**Directions**: In the excerpt below about a film review, which actor plays the wise Councilor with swept-back silver hair?

**Selected text**:

And Zion’s colors look like a “fusion restaurant in Santa Fe”?  Please… what would you prefer, Adam?  Please tell us, what would be edgy?  Cave drawings by Basquiat?  Should Charlie Rose have had a seat at the counselors’ table?  What would have not been a cliché?  Do tell!

AG:  “…Official exchanges in Zion put one in mind of what it must have been like at a meeting at the Afro-American Studies department at Harvard before Larry Summers got to it. (And no sooner has this thought crossed one’s mind when—lo! there is Professor Cornel West himself, playing one of the Councillors.)”

DP:  Cool!  He knows who runs the Afro-American Studies department at Harvard.  He’s so smart. 

AG:  “No cliché goes unresisted; there is an annoying street kid who wants Neo’s attention, and a wise Councilor with swept-back silver hair (he is played by Anthony Zerbe, Hal Holbrook presumably having been unavailable) who twinkles benignly and creases up his eyes as he wanders the city at night by Neo’s side. Smiles gather at the corner of his mouth. He’s that kind of wise.”

DP:  Gotta make sure to smack Anthony Zerbe.  Gopnik probably snuck in a lot of Harry-O as a kid (can’t be seen going as low brow as TV).  Funny how Gloria Foster, whose spotty on-screen career was all but killed by Leonard, Pt. 6, was one of the Wachowski’s master strokes in the first film and how Anthony Zerbe, who has had a remarkable stage career, gets the shiv.

**Supplied material**:
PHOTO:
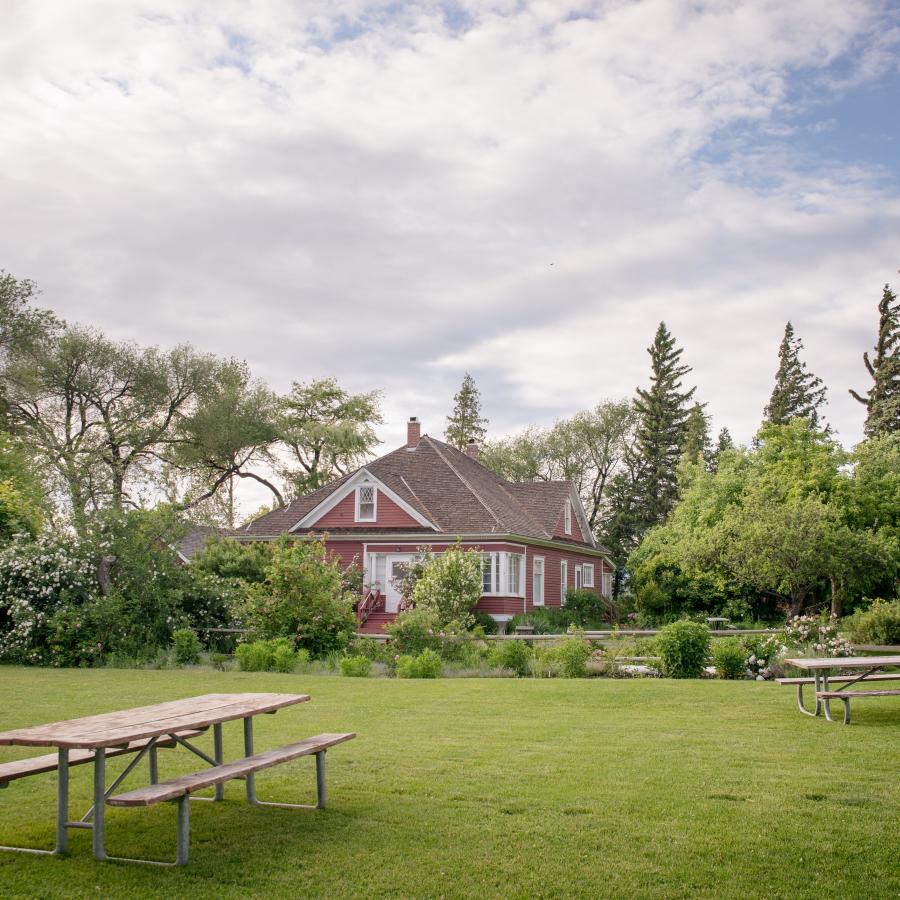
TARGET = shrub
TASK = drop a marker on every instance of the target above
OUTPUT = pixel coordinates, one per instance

**Result of this task**: Anthony Zerbe